**PROBLEM REQUIREMENTS**
Which of the lines in the records below hold the string "point"? Copy every one of them.

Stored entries

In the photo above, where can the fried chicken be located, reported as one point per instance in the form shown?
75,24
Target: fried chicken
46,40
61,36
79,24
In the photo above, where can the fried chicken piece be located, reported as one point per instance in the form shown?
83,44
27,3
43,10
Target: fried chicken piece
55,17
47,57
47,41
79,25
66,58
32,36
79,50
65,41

...

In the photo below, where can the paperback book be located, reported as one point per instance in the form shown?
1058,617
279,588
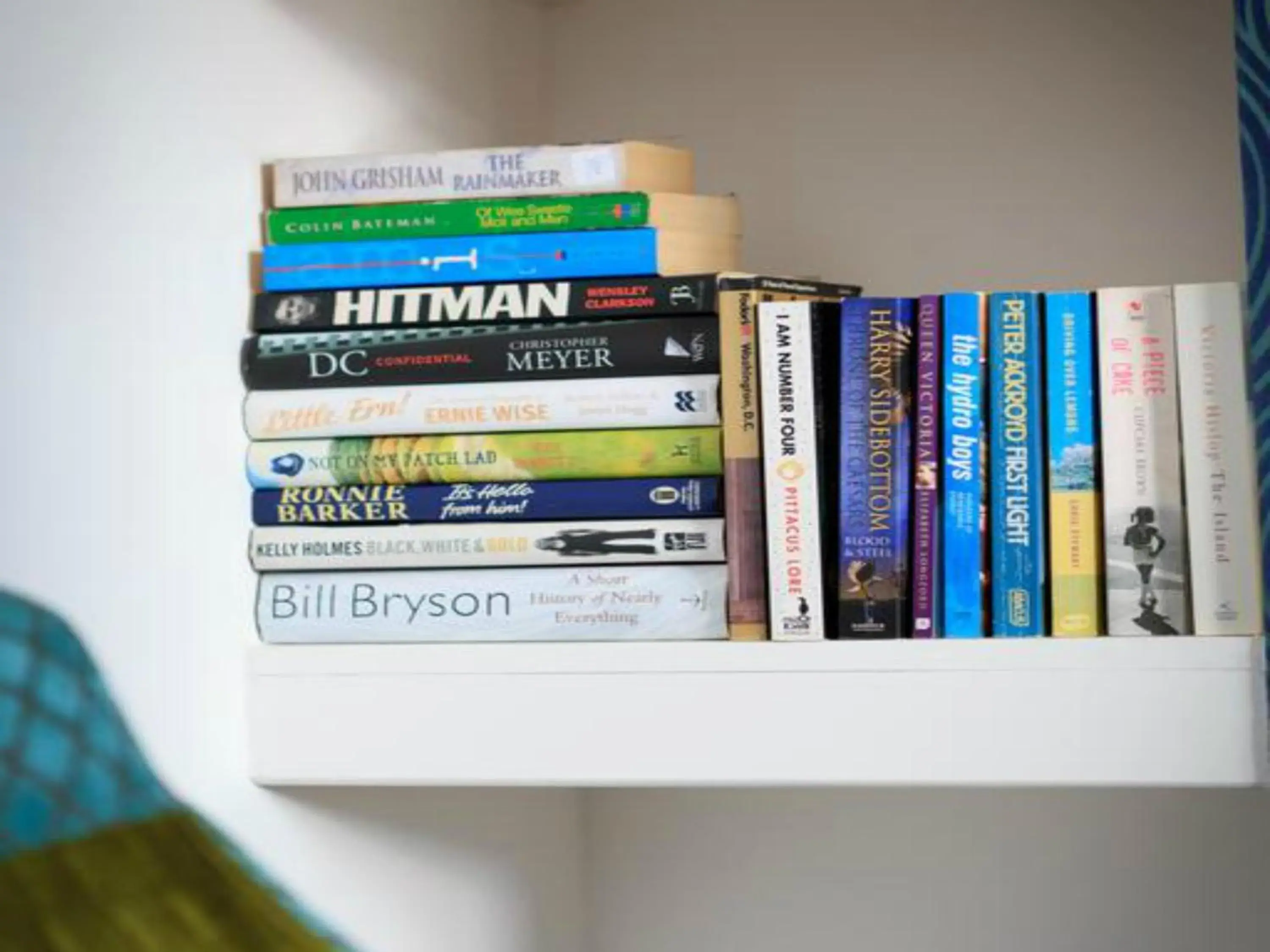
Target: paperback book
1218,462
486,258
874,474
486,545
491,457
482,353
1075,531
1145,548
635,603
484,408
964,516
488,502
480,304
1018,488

**RESULT OF THE EXERCISE**
In the photo above, where can the fried chicken be located, reported as one point per instance in the form shown?
In the photo above, where can the fried chicken piece be located, reported as one point per instance in the form shown?
In the photo below, where can the paperback book be located, reported as one point per instance in the form shown?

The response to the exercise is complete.